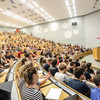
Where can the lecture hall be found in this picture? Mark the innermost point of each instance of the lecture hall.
(49, 49)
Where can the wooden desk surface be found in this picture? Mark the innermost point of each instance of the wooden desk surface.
(46, 89)
(46, 83)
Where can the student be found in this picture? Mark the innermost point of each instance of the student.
(61, 75)
(47, 65)
(89, 68)
(77, 63)
(95, 92)
(77, 82)
(72, 66)
(53, 68)
(31, 90)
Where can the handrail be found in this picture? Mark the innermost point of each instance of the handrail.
(53, 78)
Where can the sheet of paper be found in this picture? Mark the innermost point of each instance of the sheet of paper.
(54, 94)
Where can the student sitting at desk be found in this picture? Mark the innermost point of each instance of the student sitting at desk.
(77, 82)
(61, 75)
(95, 92)
(31, 90)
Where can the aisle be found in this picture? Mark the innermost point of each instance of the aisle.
(92, 60)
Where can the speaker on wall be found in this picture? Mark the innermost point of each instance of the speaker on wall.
(74, 23)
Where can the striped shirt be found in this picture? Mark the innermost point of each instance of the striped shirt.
(31, 94)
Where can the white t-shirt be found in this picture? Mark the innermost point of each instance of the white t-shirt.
(61, 77)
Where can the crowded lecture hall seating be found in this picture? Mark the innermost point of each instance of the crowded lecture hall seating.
(36, 50)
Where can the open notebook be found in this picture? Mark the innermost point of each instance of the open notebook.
(54, 94)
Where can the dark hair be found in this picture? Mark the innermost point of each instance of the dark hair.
(72, 63)
(26, 55)
(28, 75)
(60, 60)
(70, 60)
(7, 51)
(88, 65)
(77, 60)
(66, 60)
(62, 66)
(98, 71)
(96, 79)
(54, 62)
(23, 61)
(78, 72)
(41, 60)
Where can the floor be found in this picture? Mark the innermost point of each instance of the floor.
(90, 58)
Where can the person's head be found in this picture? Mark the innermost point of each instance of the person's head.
(24, 60)
(84, 66)
(49, 60)
(96, 80)
(72, 65)
(60, 60)
(8, 53)
(77, 60)
(54, 62)
(98, 72)
(26, 66)
(88, 65)
(70, 60)
(62, 67)
(84, 61)
(66, 61)
(31, 76)
(30, 56)
(79, 73)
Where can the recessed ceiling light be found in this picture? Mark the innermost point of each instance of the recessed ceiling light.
(1, 9)
(30, 5)
(42, 9)
(23, 1)
(35, 4)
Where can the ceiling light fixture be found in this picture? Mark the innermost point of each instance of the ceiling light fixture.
(23, 1)
(1, 9)
(35, 4)
(30, 5)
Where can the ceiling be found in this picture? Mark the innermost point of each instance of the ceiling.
(23, 13)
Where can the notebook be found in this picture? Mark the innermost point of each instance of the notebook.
(54, 94)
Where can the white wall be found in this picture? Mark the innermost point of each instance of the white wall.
(7, 29)
(58, 36)
(92, 29)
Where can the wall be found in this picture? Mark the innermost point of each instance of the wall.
(58, 34)
(92, 29)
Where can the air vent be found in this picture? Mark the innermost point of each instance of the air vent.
(20, 4)
(23, 12)
(9, 8)
(14, 6)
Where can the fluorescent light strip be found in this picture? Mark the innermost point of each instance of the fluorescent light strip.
(35, 4)
(74, 7)
(68, 7)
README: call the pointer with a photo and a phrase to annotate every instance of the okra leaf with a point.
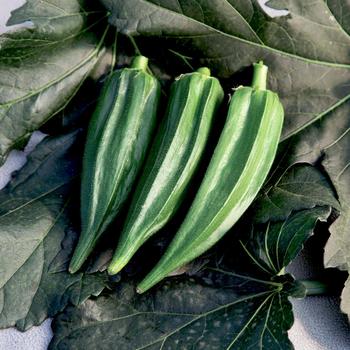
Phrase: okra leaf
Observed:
(306, 51)
(37, 232)
(42, 67)
(224, 305)
(302, 186)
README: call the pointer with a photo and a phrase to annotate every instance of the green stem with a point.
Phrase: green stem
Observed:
(315, 287)
(259, 76)
(140, 62)
(204, 71)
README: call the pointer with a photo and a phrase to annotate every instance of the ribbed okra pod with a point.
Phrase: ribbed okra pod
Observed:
(236, 172)
(173, 159)
(118, 136)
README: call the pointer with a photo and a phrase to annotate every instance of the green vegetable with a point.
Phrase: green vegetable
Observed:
(237, 170)
(119, 133)
(172, 161)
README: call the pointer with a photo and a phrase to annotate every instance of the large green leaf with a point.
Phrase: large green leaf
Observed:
(311, 75)
(308, 55)
(42, 67)
(302, 186)
(238, 301)
(36, 215)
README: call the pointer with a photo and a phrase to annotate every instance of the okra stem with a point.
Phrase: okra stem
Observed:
(315, 287)
(259, 76)
(204, 70)
(140, 62)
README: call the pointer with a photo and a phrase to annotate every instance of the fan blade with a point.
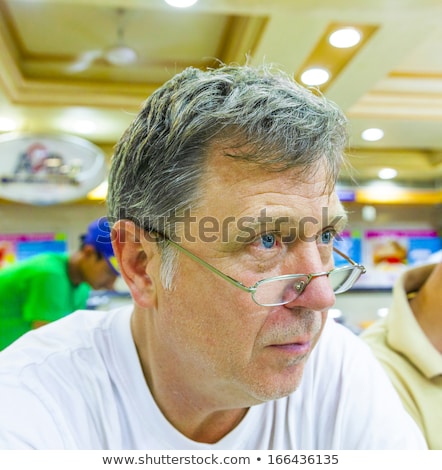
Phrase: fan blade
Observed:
(85, 61)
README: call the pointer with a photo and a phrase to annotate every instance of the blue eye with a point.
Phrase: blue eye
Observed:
(268, 240)
(327, 236)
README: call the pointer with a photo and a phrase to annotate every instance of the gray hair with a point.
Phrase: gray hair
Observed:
(260, 112)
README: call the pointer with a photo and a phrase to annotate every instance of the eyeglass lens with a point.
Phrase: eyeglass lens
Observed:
(271, 292)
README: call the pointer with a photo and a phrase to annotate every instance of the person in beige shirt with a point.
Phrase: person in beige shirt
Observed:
(408, 342)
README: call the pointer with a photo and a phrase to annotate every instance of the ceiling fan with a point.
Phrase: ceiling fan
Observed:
(118, 54)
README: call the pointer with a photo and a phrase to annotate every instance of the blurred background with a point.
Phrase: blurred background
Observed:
(74, 73)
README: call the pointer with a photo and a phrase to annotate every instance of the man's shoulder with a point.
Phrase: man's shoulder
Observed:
(83, 330)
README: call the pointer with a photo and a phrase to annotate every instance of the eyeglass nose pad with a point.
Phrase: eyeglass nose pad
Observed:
(300, 286)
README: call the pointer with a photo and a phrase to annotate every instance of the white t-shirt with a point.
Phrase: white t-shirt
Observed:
(77, 384)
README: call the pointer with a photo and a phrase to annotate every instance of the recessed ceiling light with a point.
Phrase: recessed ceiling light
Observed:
(387, 173)
(7, 124)
(315, 76)
(181, 3)
(345, 37)
(372, 134)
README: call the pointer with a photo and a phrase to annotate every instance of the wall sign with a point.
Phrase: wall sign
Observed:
(44, 169)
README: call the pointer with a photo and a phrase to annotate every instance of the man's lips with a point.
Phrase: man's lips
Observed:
(298, 347)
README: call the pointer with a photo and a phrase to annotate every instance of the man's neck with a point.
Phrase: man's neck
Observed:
(184, 403)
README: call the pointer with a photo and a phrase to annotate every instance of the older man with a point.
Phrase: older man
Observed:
(224, 211)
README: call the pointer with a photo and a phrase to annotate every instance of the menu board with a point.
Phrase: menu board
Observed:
(16, 247)
(387, 252)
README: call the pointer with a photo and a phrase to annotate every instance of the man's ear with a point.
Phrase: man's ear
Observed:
(136, 260)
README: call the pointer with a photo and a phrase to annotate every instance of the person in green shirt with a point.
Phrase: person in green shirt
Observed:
(49, 286)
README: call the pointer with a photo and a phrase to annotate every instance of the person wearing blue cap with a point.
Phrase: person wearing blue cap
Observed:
(49, 286)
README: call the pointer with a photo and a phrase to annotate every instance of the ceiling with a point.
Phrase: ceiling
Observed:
(54, 79)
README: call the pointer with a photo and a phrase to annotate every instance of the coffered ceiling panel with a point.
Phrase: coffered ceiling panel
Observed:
........
_AIM OF THE TASK_:
If a line in the records above has the word "large", copy it out.

_THE COMPLETED TASK_:
README: call the pointer with a photo and a phrase to annotate every instance of the large green leaf with a point.
Phrase: large green leaf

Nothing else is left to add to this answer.